• EXERCISE DIRECTIONS: Reproduce the data below word for word, keeping every line in its original order.
[Start of RECORDS PROVIDED]
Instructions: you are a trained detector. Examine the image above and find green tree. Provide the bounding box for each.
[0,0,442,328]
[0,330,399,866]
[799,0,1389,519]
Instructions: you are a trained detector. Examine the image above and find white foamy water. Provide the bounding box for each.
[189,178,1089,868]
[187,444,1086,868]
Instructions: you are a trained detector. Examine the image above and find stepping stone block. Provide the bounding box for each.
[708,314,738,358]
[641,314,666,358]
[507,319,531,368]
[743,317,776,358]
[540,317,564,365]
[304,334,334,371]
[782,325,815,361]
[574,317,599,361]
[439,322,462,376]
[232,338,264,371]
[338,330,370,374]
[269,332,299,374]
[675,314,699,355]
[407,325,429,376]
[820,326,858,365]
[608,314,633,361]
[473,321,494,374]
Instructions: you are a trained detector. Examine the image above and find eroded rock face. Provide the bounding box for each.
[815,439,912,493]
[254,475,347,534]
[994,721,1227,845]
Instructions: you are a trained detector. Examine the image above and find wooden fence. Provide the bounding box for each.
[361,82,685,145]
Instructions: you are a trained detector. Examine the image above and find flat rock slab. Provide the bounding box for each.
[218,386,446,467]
[End of RECORDS PROVIDED]
• SOLUTION TO THIS EXERCISE:
Instructions: you are a trained detector. Examine the image above and find green tree. Provide the bounding box for each.
[0,0,442,328]
[0,330,399,866]
[799,0,1389,519]
Instructions: you are a trained detector. Examine the image above and find white foamy water. Provide the bounding box for each.
[189,178,1089,868]
[187,444,1086,868]
Instructions: you are a trained detector. Examine the image above and find stepping stone block. Provide the bounding box for each.
[708,314,738,358]
[641,314,666,358]
[507,319,531,368]
[743,317,776,358]
[540,317,564,365]
[304,334,334,371]
[782,325,815,361]
[574,317,599,361]
[439,322,462,376]
[232,338,264,371]
[338,330,370,374]
[269,332,299,374]
[675,314,699,355]
[407,325,429,376]
[820,326,858,365]
[608,314,633,361]
[473,321,494,374]
Instructions: you are a trained detector. Examine the image above and find eroded rock face. Provide the bounding box for each.
[815,439,912,493]
[254,475,347,534]
[994,721,1227,845]
Instructions: you are a trained detector. Examine the image above and find wooden fence. Provide the bounding box for each.
[361,82,685,145]
Instructions: you are a trained detector. Examine the image above and find flat rock slab. Provide the bounding box for each.
[218,386,446,467]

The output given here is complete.